### The request
Output every line of the material below as a JSON list of strings, one string per line with blank lines omitted, starting with the line that contains "FIND: man in blue lab coat" and going on through the final line of the material.

### The input
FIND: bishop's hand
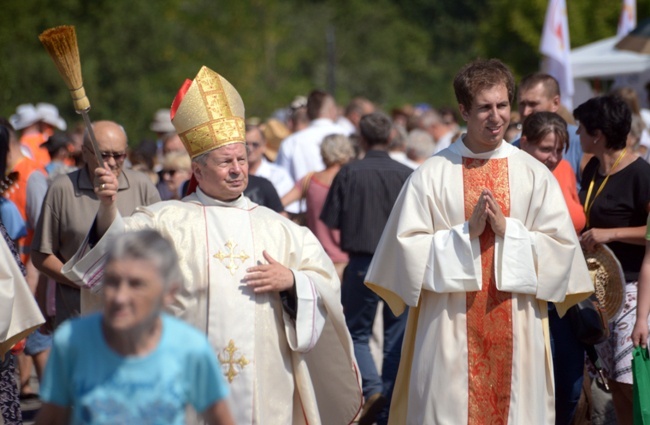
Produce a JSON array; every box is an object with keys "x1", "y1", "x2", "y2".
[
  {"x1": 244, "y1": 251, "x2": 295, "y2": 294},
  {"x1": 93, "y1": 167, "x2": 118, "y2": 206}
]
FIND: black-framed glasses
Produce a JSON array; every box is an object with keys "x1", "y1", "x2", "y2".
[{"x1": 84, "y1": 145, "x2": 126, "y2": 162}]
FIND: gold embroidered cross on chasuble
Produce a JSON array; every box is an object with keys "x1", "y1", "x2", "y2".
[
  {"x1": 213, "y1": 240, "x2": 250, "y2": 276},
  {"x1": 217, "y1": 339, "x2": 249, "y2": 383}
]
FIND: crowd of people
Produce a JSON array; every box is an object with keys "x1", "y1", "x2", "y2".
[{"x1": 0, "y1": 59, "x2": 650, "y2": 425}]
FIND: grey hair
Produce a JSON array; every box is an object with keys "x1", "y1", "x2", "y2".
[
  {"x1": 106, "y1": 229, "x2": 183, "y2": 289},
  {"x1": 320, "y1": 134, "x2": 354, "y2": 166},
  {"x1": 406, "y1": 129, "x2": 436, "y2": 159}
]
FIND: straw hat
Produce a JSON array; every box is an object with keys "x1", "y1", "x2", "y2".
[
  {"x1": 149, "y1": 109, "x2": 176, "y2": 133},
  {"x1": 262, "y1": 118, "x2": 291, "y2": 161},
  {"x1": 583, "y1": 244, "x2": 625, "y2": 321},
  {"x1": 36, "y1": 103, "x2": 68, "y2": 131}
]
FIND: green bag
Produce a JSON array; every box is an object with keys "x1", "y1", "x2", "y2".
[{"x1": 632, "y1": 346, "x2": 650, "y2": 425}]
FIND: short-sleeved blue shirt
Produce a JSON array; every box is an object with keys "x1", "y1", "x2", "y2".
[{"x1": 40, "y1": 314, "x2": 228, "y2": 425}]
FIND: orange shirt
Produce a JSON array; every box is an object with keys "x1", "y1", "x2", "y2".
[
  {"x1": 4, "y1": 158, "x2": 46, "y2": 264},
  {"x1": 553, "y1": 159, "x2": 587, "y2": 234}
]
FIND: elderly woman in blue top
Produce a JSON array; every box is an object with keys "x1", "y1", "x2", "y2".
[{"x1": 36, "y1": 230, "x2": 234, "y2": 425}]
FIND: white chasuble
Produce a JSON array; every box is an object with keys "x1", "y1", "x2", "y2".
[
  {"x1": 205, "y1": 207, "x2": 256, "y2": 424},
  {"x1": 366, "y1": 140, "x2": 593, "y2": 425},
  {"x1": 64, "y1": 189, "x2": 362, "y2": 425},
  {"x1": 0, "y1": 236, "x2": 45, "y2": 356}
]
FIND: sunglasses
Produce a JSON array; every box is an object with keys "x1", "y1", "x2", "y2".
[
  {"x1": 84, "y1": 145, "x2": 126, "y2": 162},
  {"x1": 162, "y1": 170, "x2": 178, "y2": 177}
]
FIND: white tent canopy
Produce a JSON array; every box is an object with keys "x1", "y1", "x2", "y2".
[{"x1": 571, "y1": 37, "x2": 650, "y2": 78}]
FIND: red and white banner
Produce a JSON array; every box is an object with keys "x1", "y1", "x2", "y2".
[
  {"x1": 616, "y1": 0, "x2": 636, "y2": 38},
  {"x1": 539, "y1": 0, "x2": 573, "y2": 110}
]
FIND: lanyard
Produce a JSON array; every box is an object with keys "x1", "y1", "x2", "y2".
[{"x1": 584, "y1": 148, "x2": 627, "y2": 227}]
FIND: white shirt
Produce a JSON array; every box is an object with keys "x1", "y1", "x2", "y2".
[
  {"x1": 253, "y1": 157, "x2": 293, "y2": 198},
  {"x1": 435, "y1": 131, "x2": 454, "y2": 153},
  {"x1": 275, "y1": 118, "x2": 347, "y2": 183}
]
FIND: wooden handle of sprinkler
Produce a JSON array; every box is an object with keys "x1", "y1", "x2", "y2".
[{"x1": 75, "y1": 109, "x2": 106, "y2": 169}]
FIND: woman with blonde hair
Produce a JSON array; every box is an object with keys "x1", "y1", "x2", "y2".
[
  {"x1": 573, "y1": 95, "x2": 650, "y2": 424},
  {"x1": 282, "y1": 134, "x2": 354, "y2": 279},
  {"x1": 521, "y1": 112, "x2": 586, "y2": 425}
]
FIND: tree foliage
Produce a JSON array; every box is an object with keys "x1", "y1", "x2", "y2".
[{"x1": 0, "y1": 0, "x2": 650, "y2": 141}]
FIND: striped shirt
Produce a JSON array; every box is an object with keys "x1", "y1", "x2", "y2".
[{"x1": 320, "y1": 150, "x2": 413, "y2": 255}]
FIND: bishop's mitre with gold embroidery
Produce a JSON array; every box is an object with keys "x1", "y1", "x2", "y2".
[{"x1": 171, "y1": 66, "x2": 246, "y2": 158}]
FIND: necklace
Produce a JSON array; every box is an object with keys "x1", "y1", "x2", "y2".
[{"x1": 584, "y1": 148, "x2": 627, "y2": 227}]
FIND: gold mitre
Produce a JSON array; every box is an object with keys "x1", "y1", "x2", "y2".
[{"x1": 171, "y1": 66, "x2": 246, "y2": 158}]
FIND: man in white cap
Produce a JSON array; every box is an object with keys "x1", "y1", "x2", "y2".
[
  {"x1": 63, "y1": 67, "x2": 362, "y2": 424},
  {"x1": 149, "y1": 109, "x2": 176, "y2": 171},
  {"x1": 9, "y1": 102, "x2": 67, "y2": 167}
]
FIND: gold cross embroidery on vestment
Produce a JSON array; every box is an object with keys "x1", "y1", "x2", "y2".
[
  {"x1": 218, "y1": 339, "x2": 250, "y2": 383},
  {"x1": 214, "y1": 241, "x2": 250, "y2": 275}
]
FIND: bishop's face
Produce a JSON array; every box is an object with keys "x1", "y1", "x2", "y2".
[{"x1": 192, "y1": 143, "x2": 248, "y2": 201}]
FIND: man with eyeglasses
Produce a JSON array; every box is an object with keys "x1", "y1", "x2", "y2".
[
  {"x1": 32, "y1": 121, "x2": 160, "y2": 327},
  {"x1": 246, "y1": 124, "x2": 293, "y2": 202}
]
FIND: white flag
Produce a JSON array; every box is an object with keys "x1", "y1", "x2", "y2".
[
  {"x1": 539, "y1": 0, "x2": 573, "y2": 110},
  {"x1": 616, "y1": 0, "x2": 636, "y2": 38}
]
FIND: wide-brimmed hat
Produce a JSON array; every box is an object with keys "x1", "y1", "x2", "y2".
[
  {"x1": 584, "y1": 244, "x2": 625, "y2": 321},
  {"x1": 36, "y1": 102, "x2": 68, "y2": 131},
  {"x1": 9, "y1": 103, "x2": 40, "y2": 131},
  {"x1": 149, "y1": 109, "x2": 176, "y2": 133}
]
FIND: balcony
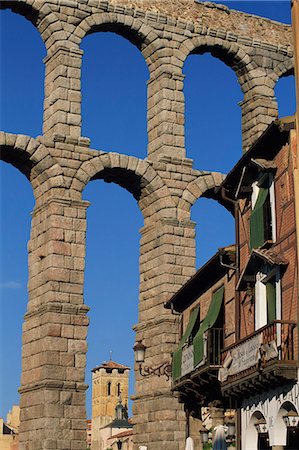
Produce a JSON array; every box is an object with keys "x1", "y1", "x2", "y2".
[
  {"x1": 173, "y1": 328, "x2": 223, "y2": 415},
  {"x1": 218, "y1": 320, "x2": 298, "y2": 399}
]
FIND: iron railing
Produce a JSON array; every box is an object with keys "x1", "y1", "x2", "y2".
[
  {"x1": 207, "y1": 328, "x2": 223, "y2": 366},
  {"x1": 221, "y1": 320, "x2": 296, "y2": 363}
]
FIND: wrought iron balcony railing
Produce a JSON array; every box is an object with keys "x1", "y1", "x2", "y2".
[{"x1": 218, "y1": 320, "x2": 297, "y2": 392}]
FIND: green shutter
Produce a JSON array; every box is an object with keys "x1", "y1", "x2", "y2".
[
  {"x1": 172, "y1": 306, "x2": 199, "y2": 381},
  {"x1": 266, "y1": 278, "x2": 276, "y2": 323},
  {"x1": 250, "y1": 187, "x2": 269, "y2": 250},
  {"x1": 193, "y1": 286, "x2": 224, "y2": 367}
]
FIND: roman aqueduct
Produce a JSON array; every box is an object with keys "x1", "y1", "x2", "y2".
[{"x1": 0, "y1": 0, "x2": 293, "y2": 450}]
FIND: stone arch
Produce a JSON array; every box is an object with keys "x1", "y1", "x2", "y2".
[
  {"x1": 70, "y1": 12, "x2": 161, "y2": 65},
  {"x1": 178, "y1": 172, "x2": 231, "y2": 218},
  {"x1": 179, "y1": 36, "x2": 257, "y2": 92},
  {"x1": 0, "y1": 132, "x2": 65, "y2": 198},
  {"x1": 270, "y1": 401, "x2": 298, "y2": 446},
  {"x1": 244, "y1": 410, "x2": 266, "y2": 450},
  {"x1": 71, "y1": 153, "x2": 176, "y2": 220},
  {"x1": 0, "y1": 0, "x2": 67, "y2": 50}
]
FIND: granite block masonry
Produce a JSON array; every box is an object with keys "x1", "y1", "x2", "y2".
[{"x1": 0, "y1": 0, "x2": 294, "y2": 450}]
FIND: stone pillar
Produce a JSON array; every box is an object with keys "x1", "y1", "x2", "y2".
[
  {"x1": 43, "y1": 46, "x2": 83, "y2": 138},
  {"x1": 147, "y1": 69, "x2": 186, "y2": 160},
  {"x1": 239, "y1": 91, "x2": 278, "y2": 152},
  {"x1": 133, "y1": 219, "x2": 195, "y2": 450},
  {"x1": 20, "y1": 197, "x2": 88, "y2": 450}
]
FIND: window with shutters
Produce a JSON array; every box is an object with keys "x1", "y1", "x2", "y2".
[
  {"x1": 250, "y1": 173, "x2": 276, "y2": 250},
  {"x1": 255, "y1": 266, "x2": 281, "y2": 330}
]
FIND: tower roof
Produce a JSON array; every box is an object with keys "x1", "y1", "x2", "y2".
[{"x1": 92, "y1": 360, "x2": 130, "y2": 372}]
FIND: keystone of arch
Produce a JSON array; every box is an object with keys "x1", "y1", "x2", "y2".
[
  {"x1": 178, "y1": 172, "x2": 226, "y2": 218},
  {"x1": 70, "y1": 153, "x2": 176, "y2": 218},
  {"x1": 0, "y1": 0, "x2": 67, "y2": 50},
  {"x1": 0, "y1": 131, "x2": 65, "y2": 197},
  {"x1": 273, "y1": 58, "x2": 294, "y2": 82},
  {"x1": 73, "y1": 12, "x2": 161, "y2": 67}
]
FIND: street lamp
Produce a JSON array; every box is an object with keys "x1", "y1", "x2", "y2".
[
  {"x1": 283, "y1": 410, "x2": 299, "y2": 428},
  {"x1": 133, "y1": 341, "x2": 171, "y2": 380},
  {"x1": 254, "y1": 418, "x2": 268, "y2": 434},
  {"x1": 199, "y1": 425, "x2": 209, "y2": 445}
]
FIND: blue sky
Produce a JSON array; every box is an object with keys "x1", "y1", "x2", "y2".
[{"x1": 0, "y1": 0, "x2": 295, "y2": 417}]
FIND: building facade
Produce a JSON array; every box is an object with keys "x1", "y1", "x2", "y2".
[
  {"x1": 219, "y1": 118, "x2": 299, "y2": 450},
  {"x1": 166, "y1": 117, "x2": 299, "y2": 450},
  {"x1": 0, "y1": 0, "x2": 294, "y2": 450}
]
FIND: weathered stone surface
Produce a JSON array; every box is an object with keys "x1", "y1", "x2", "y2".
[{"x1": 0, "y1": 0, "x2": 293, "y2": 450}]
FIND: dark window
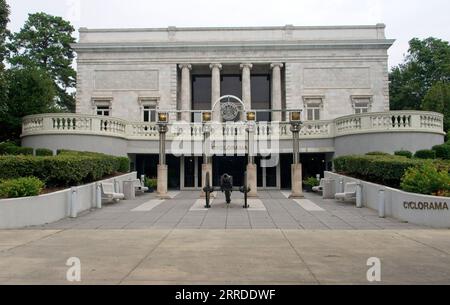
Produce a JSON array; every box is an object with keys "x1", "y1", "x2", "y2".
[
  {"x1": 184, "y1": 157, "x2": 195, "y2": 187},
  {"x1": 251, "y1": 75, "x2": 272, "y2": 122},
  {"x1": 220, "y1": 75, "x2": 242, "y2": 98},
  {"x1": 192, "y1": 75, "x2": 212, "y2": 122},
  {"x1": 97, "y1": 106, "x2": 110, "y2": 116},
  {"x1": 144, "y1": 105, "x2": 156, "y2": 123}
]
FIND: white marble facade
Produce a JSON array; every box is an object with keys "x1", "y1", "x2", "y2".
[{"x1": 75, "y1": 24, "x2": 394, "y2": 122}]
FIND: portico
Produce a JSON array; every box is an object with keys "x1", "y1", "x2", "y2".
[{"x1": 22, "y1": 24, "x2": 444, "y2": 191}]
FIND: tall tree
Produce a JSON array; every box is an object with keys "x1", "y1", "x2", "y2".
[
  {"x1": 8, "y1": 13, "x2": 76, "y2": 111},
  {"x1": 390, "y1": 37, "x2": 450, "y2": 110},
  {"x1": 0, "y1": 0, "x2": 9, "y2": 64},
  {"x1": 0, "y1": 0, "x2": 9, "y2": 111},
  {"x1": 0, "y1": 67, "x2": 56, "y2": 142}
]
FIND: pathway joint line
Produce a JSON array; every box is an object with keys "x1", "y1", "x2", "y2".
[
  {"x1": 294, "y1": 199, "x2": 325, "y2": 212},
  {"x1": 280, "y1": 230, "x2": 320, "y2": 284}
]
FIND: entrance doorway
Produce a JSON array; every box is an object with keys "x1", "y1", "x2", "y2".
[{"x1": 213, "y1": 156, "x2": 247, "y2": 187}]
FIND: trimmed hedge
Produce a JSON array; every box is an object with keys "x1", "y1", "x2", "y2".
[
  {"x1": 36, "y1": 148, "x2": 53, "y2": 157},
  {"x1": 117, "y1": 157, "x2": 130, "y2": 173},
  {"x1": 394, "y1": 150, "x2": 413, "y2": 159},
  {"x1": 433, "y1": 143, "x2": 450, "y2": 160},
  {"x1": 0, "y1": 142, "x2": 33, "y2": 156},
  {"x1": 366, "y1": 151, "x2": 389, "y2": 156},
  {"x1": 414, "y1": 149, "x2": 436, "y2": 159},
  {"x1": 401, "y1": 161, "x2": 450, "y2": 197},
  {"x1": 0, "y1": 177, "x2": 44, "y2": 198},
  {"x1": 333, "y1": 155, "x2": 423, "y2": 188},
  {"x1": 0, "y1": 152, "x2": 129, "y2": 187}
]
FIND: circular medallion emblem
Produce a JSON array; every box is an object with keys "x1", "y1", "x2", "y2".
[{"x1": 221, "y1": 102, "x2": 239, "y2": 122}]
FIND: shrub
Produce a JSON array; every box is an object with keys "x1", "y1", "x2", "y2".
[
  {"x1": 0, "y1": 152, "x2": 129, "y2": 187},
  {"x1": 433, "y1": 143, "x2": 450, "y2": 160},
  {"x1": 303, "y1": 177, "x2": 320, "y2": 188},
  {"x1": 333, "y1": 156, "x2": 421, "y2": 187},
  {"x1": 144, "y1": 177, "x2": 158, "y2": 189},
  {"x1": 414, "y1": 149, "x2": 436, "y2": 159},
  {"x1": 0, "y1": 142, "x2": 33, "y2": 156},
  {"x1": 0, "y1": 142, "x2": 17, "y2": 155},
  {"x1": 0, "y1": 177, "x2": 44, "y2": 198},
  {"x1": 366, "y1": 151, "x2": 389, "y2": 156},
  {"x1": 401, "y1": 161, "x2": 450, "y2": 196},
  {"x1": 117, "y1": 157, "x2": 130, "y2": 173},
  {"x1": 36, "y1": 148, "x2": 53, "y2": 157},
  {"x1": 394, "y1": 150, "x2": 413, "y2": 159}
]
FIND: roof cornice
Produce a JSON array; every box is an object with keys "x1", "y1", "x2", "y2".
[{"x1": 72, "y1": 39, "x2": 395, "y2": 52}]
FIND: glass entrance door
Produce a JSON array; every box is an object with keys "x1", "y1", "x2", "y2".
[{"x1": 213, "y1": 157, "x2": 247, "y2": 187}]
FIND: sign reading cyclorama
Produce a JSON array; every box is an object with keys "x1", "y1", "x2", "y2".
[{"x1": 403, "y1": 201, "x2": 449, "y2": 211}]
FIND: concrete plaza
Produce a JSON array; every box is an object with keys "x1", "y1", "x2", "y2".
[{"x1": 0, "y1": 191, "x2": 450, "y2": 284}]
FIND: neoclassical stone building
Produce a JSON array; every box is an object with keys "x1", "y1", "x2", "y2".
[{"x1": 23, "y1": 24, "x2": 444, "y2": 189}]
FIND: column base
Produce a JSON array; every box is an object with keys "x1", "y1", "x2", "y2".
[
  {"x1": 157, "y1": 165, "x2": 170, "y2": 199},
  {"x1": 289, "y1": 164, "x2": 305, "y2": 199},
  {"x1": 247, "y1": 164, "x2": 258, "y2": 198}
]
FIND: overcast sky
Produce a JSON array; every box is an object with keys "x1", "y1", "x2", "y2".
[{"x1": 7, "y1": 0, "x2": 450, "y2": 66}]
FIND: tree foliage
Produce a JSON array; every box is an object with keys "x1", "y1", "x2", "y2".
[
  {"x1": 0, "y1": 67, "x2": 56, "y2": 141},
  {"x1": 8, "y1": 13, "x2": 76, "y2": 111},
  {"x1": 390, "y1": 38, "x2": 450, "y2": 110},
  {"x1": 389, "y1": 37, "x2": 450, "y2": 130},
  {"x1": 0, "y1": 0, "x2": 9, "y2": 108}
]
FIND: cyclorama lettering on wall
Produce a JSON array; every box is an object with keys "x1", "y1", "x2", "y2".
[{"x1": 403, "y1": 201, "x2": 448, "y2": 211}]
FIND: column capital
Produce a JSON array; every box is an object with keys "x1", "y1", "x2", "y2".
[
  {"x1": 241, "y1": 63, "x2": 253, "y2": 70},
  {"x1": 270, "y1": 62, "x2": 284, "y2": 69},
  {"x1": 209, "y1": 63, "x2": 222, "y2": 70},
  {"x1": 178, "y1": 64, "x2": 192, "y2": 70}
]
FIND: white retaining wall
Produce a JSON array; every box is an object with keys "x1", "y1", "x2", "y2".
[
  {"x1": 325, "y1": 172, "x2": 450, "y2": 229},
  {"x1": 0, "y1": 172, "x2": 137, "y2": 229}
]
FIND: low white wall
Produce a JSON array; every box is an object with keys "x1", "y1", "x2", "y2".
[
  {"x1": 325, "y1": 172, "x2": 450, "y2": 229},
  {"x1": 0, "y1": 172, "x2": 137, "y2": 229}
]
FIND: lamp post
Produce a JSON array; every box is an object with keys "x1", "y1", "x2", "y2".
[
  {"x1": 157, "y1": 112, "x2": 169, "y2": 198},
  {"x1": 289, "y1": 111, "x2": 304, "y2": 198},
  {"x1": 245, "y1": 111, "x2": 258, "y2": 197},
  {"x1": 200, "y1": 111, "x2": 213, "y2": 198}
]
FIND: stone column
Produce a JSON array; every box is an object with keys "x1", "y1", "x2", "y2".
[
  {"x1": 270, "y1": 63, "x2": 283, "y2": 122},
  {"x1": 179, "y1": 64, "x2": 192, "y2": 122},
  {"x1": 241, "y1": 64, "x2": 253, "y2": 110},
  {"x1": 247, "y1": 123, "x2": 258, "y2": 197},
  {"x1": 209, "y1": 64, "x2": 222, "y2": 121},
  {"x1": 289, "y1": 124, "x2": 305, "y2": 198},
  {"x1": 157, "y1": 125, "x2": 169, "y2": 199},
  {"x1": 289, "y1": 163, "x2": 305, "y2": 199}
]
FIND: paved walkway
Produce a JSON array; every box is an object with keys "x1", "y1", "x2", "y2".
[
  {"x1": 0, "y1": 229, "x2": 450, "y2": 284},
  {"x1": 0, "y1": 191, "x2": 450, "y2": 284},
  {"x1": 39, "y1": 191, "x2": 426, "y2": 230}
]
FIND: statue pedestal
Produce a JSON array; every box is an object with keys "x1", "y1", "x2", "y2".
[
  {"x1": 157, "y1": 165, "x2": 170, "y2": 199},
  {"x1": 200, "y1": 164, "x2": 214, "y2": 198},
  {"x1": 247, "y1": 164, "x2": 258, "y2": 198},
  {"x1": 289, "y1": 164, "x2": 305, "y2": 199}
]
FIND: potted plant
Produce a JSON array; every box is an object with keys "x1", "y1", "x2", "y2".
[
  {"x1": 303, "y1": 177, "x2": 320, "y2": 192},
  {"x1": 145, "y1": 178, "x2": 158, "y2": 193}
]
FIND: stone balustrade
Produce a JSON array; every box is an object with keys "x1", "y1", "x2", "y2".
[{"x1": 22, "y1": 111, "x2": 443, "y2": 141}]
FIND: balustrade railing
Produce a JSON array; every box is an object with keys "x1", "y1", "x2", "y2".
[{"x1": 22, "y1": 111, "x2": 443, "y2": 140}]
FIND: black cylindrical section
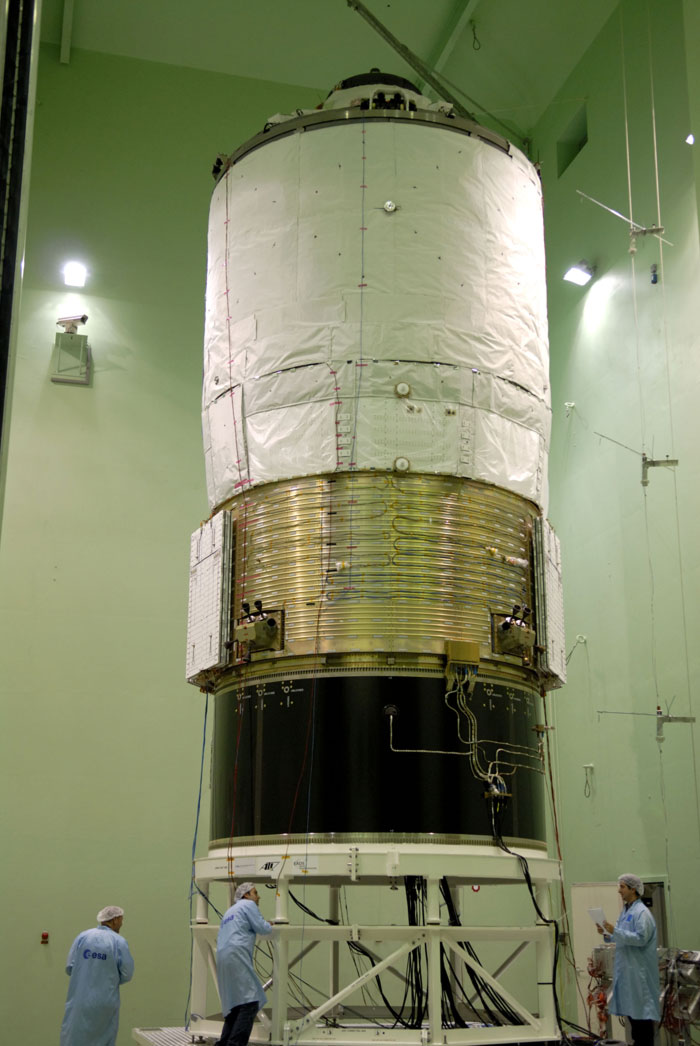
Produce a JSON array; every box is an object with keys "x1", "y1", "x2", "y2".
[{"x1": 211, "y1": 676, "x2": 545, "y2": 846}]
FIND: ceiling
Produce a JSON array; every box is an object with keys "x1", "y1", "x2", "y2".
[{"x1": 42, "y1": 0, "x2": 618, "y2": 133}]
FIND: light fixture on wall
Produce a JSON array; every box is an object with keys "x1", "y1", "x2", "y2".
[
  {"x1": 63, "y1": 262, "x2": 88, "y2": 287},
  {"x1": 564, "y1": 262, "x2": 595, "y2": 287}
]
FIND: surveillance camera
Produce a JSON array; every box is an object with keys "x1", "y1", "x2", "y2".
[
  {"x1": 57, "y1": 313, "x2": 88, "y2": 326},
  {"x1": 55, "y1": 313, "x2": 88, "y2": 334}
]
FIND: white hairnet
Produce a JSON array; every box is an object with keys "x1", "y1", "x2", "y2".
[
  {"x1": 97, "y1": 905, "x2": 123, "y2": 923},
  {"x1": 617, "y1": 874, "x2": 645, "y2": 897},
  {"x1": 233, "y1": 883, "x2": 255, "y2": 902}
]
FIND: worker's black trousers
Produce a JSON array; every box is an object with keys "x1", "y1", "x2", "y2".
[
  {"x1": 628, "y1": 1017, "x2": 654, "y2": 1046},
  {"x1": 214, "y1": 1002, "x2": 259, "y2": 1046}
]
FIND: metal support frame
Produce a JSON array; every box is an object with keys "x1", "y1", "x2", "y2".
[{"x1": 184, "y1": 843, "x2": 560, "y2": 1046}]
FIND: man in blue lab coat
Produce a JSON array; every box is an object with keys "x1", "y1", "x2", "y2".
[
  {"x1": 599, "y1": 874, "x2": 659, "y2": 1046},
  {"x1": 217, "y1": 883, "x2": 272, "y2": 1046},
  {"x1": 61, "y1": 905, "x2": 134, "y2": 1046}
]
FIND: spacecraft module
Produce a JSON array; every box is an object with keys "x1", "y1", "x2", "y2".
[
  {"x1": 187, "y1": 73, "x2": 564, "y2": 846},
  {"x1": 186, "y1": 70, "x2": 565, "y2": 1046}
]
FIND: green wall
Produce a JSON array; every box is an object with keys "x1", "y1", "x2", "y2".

### Task solution
[
  "FIND: man in blue lab coat",
  "Produce a JSON array; every box is an object with keys \"x1\", \"y1\", \"x2\", \"y2\".",
  "[",
  "  {\"x1\": 599, \"y1\": 874, \"x2\": 659, \"y2\": 1046},",
  "  {\"x1\": 217, \"y1\": 883, \"x2\": 272, \"y2\": 1046},",
  "  {\"x1\": 61, \"y1\": 905, \"x2\": 134, \"y2\": 1046}",
  "]",
  "FIND: spacecraft module",
  "Produce a JSON array; every box is an object with keys \"x1\", \"y1\", \"x2\", \"y2\".",
  "[",
  "  {\"x1\": 187, \"y1\": 73, \"x2\": 564, \"y2\": 846},",
  "  {\"x1\": 186, \"y1\": 70, \"x2\": 565, \"y2\": 1046}",
  "]",
  "FIND: green wall",
  "Produce a JSON array; every box is an object with keys \"x1\", \"y1\", \"x2\", \"y2\"."
]